§ PROBLEMS TO SOLVE
A - In the article on ENEA's bioprinting technology, what price range is given for professional bioprinters on the market?
B - Summarize the article on ENEA's bioprinting technology in two sentences.

§ DOCUMENT EXTRACT

Italian National Agency for New Technologies, Energy and Sustainable Economic Development
Health: ENEA develops 3D bioprinting technology to accelerate cancer research
ENEA has developed a low-cost bioprinter[1], called BioVERVE, capable of 'reproducing' 3D models of tumors, with the aim of advancing research on cancer treatment[2]. Created in collaboration with the Tuscan company Kentstrapper Srl, thanks to a POC loan[3], it provides a performance comparable to professional bioprinters, capable of obtaining three-dimensional cellular structures with accuracy and fast print speed (a few dozen of seconds per structure).
“Compared to traditional in vitro cultures, 3D bioprinted models can mimic human tissue more effectively, both healthy and pathological, providing a complementary model for studies on radiation and chemotherapy effects on tumors,” explained Francesca Antonelli, researcher at the ENEA Laboratory of Biomedical Technologies, who followed the project with Mariateresa Mancuso, head of the ENEA Division of Technologies and Methodologies for Health Protection and Paolo D'Atanasio, Antonio Rinaldi, Alessandro Zambotti.
“Although over the last decade there has been a significant increase in the use of 3D models in the fight against cancer, the impact has been limited by the high costs of professional bioprinters on the market (between 50 and 200 thousand dollars). We have modified a low-cost 3D printer into a home-made 3D bioprinter capable of printing a three-dimensional model of medulloblastoma, the main pediatric brain tumor[4] with excellent results", said the researcher.

§ RECORD SET
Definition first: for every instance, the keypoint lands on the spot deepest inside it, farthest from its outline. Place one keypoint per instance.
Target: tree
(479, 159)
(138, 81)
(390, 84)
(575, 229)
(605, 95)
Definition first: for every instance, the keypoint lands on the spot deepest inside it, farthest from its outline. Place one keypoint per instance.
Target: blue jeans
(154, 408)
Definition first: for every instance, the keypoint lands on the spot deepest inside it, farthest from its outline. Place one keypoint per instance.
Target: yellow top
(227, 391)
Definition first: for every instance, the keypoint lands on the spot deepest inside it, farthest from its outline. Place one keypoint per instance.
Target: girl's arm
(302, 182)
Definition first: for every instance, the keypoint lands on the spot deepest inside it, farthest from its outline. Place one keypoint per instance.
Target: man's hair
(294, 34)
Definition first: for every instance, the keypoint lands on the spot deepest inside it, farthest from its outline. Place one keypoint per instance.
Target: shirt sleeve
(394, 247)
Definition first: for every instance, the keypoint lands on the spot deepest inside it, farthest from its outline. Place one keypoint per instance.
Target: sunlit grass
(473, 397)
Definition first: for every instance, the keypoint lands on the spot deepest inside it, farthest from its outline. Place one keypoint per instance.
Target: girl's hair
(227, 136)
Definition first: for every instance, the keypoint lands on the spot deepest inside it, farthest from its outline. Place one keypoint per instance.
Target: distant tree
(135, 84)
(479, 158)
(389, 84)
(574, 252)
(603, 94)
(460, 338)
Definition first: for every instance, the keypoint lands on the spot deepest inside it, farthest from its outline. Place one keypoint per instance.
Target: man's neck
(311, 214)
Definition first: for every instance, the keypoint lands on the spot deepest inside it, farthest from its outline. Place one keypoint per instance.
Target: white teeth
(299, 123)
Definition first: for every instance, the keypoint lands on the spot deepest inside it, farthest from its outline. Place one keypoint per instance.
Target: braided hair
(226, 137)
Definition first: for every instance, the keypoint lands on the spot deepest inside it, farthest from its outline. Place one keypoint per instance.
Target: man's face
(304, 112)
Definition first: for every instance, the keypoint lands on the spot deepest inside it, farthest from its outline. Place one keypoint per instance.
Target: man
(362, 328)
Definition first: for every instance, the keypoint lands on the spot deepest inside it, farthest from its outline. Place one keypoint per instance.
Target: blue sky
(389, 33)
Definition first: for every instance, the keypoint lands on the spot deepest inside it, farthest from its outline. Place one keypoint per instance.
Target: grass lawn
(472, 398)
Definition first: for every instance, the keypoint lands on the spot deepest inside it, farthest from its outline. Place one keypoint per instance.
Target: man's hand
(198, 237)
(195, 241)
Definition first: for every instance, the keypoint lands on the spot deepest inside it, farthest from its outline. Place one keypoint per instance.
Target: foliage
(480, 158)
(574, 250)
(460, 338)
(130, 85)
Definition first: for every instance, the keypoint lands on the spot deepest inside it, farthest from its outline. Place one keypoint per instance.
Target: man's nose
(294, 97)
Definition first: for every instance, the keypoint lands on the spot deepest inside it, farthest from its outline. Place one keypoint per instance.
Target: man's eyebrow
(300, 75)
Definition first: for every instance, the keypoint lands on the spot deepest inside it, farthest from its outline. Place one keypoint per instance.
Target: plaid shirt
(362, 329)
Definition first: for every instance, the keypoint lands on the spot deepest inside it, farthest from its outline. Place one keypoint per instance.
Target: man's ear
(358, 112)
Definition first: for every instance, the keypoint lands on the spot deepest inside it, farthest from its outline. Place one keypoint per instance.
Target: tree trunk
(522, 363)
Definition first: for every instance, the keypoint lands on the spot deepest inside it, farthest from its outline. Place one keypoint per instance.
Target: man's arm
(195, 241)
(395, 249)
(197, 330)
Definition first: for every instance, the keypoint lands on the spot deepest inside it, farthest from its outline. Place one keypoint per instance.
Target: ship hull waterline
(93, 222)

§ ANSWERS TO THE PROBLEMS
A - Between 50 and 200 thousand dollars.

B - ENEA, in collaboration with the Tuscan company Kentstrapper Srl, has developed a low-cost bioprinter called BioVERVE that reproduces 3D models of tumors with performance comparable to professional bioprinters. According to the researchers, the high cost of professional bioprinters has limited the use of 3D models against cancer, and they modified a low-cost 3D printer to print a three-dimensional model of medulloblastoma, the main pediatric brain tumor.